WORK ORDER A.
Answer these questions using the text on bicameralism:
(i) In what year did Julian Jaynes write his book about bicameralism?
(ii) According to bicameralism, which side of the brain was the voice that early humans heard?
(iii) What does the corpus callosum connect, according to the text?
WORK ORDER B. Reproduce word for word the part of the text on bicameralism that opens with the words containing "Bicameralism (the philosophy" and closes with "a smart idea).".

TEXT PROVIDED.
Bicameralism (the philosophy of "two-chamberedness") is the idea that the human brain is made out of two separate parts that have their own thoughts, experiences, and senses to perceive the world.
Julian Jaynes, who must have gotten a good score on the SAT because he went to Harvard, McGill University AND Yale, wrote a book about this concept in 1975 and called it The Origin of Consciousness in the Breakdown of the Bicameral Mind (I think he might have also won an award for the dumbest title given to a smart idea).
In this book, he explained how early humans were pretty much just going with the flow, doing things without really giving them much thought....
That is, until an emergency or new experience came their way. Then, the quiet them (the left-side of their brain) that went along with things - making fire, hunting, eating, going to the bathroom - heard a voice, a voice they didn't recognize.
Now, some people thought this voice was coming from outside their heads. "Is that you, God?"
But others weren't so sure. According to Bicameralism, the voice they heard was the right-side of their brain! The smarty pants of their brain, what Jaynes called their "silent" side. In the face of danger or something new and totally cool - look, fire! - the other side of their brain all of a sudden spoke up and said, "Fire's hot, dummy...don't touch it!"
So, there you have it, kids! Bicameralism is basically the idea that the voices in our heads are perfectly natural, normal even.
Somehow when we're being formed in our mother's wombs, the universe takes some pretty dull material (earth and some left over particles and chemicals) and shapes it into this Zombie-like brain... which I like to call our biological mechanism. This biological mechanism is like our Inner Zombie.
That's when the conscious side of our brain send a message through the corpus callosum, the part of the brian that connects both sides or cerebral hemispheres, and says, "Hey, you're lost in the woods, pay attention, dummy!"

RECORD SET.

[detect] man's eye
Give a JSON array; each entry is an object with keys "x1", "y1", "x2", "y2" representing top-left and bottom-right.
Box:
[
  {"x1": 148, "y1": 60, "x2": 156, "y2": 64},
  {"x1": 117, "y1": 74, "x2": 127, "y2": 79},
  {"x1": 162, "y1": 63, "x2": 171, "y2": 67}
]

ANSWER AREA A.
(i) 1975
(ii) The right side of the brain
(iii) Both sides of the brain, or the cerebral hemispheres

ANSWER AREA B.
Bicameralism (the philosophy of "two-chamberedness") is the idea that the human brain is made out of two separate parts that have their own thoughts, experiences, and senses to perceive the world.
Julian Jaynes, who must have gotten a good score on the SAT because he went to Harvard, McGill University AND Yale, wrote a book about this concept in 1975 and called it The Origin of Consciousness in the Breakdown of the Bicameral Mind (I think he might have also won an award for the dumbest title given to a smart idea).